‘I love you,’ student texts mom from sinking South Korea ferry


SEOUL -- As a ferry carrying 462 people slowly sank off South Korea’s southern coast Wednesday, a high school student sent a heartbreaking cellphone text message.

“Mom,” it said, “This might be my last chance to tell you I love you.”

The mother messaged back with her love -- but received no response.


In the emotional aftermath of the disaster, a screen grab of the exchange went viral. By late Wednesday, authorities had confirmed four passengers killed, 55 injured and more than 280 missing -- most of them high school students on what was meant to be a fun trip to a tourist island.

PHOTOS: South Korea ferry sinks

Many now fear for the lives of those students and others aboard the ferry. Television footage showed the ferry lying on its side in fairly calm seas, with helicopters overhead. With only part of the hull exposed, rescue workers used small, inflatable rafts to pluck passengers from the water.

Dozens of private ships joined in the effort. Authorities announced that the U.S. Navy amphibious assault ship Bonhomme Richard, on a routine patrol in the Yellow Sea, was also on the way to help.

The cause of the sinking is not yet known. The ferry’s departure from the port city of Incheon to Jeju island was delayed by fog, but the sea was reportedly calm. Passengers said they heard a loud noise before the ferry started sinking shortly before 9 a.m., raising speculation that it had run aground.

A passenger identified as Kim Sung-mook told South Korean broadcaster YTN that he was eating breakfast when he heard a loud bang, and the ship suddenly lurched on its side. At first, he thought some heavy equipment had toppled over on the deck.

“The students were falling over onto each other and bleeding,” Kim said.

South Korean President Park Geun-hye called for “maximum efforts” to rescue “even one more person” aboard.

The South Korean navy, army, air force and coast guard all dispatched personnel to help with the effort.

──────────────────────────────

- ASSIGNMENT 1:
In the ferry article, why did people speculate that the ferry had run aground?
- ASSIGNMENT 2:
Write out the passage of the ferry article starting with "In the emotional" and going on through "a tourist island.".
- ASSIGNMENT 3:
According to the ferry article, which U.S. Navy ship was on its way to help?

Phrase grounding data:
──────────────────────────────

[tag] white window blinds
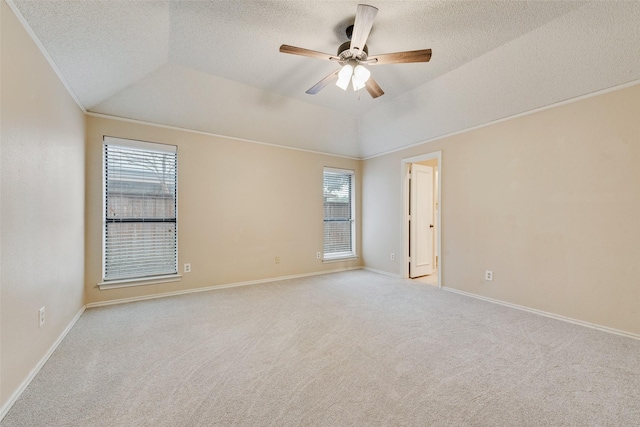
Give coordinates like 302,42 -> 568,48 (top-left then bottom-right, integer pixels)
103,137 -> 178,281
323,168 -> 355,259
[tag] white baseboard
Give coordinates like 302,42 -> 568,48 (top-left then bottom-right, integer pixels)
442,287 -> 640,340
363,267 -> 400,279
86,267 -> 362,308
0,306 -> 85,421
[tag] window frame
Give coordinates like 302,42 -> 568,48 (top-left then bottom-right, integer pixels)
98,135 -> 181,290
322,166 -> 358,262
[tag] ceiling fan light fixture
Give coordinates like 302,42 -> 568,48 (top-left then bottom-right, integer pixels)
351,65 -> 371,91
336,64 -> 353,90
353,65 -> 371,84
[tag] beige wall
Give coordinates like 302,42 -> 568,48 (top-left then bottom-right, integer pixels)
363,85 -> 640,334
0,1 -> 85,412
85,117 -> 362,303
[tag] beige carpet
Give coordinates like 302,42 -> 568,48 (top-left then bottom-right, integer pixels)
0,271 -> 640,427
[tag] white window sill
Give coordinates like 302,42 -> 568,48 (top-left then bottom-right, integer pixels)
98,274 -> 182,291
322,254 -> 358,264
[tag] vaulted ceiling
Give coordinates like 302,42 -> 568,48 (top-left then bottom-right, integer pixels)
8,0 -> 640,158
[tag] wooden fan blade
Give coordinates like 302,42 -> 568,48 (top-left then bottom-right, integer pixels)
306,70 -> 340,95
367,49 -> 431,65
349,4 -> 378,56
364,77 -> 384,98
280,44 -> 338,61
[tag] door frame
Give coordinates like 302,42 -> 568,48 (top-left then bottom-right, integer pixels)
400,150 -> 443,288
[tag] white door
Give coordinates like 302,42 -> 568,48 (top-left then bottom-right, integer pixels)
409,163 -> 435,278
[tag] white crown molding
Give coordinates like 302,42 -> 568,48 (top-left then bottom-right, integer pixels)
85,111 -> 362,160
360,79 -> 640,160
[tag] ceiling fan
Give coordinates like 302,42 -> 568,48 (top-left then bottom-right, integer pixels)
280,4 -> 431,98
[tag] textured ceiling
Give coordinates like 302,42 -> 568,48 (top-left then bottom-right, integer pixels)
9,0 -> 640,157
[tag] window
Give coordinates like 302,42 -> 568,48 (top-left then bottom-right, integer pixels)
102,137 -> 178,282
323,168 -> 356,260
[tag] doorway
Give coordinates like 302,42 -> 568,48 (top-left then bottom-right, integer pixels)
401,151 -> 442,287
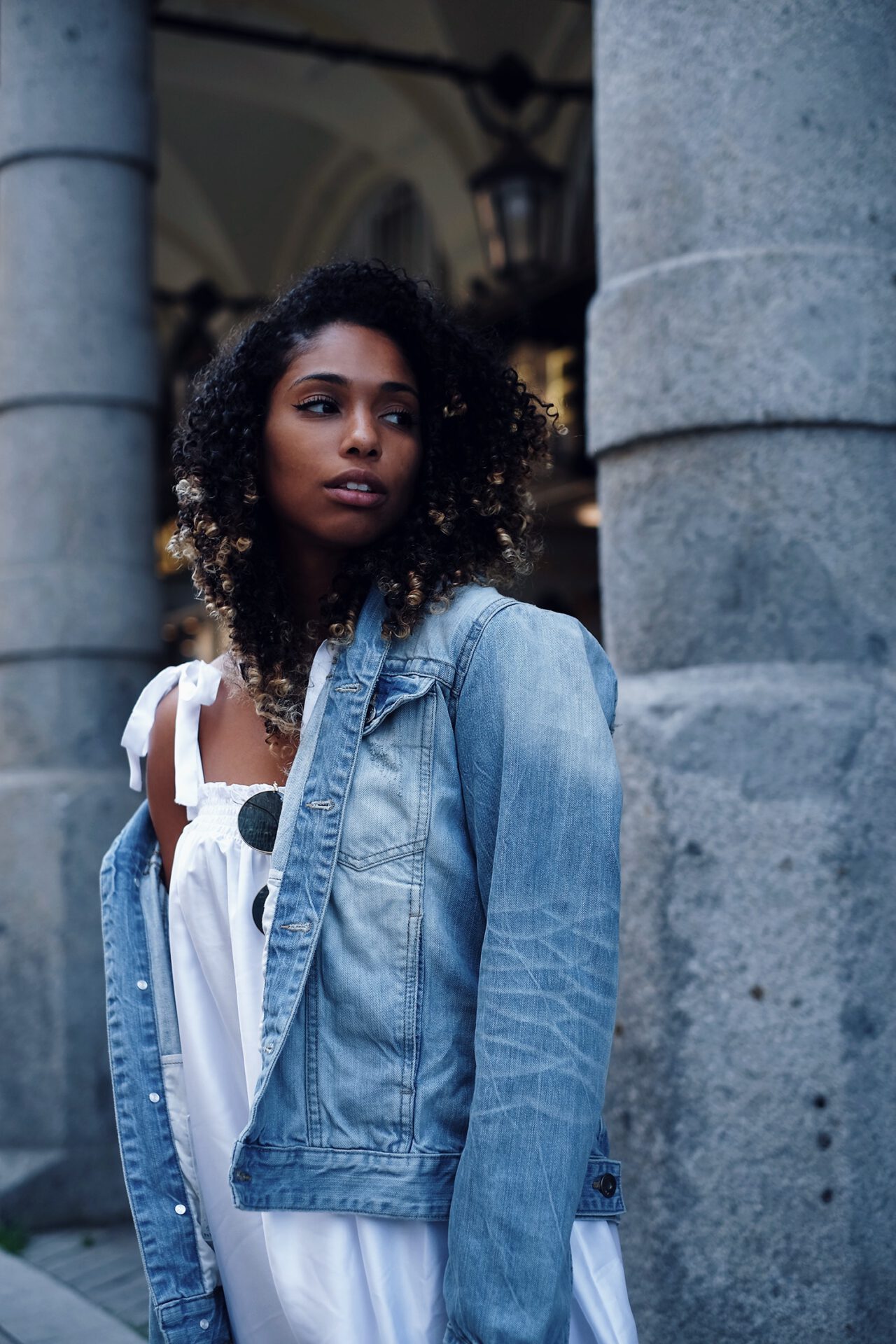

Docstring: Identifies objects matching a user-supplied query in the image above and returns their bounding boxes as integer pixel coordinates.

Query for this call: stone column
[0,0,160,1227]
[589,0,896,1344]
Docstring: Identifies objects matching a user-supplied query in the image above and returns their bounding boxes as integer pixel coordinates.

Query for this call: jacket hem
[230,1142,624,1222]
[230,1144,461,1222]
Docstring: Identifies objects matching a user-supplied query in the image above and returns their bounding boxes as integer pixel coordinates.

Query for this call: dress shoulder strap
[121,659,222,808]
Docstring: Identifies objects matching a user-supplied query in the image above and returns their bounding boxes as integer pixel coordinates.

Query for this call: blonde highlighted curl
[168,260,557,746]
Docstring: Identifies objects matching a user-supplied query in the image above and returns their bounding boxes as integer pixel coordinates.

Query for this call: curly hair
[168,252,557,746]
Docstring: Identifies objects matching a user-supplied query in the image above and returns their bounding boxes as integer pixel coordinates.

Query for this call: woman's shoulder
[121,654,223,790]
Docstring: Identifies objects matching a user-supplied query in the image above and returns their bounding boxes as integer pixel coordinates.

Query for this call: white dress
[121,641,637,1344]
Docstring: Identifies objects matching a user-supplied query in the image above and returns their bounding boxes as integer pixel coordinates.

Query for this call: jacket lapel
[248,583,390,1102]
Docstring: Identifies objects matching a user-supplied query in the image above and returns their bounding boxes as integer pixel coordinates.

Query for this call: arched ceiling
[155,0,591,298]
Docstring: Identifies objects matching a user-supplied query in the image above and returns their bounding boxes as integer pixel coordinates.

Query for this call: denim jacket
[99,583,624,1344]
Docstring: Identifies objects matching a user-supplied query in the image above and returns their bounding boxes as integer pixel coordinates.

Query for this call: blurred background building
[0,0,896,1344]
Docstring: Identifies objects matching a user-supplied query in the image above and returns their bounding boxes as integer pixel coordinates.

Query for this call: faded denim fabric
[101,583,624,1344]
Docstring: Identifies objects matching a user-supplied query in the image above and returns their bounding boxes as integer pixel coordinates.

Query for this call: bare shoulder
[146,685,187,886]
[146,685,178,822]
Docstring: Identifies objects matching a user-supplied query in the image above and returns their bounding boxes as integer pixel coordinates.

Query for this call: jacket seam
[451,596,516,706]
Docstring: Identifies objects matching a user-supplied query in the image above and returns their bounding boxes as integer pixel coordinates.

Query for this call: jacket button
[591,1172,617,1199]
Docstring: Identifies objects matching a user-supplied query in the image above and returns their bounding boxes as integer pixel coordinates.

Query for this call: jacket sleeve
[443,602,622,1344]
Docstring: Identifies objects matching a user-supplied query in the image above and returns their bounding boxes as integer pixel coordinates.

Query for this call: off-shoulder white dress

──────────────────────────────

- ANSWER 1:
Passengers said they heard a loud noise before the ferry started sinking shortly before 9 a.m., and that raised speculation that it had run aground.

- ANSWER 2:
In the emotional aftermath of the disaster, a screen grab of the exchange went viral. By late Wednesday, authorities had confirmed four passengers killed, 55 injured and more than 280 missing -- most of them high school students on what was meant to be a fun trip to a tourist island.

- ANSWER 3:
The amphibious assault ship Bonhomme Richard was on its way to help.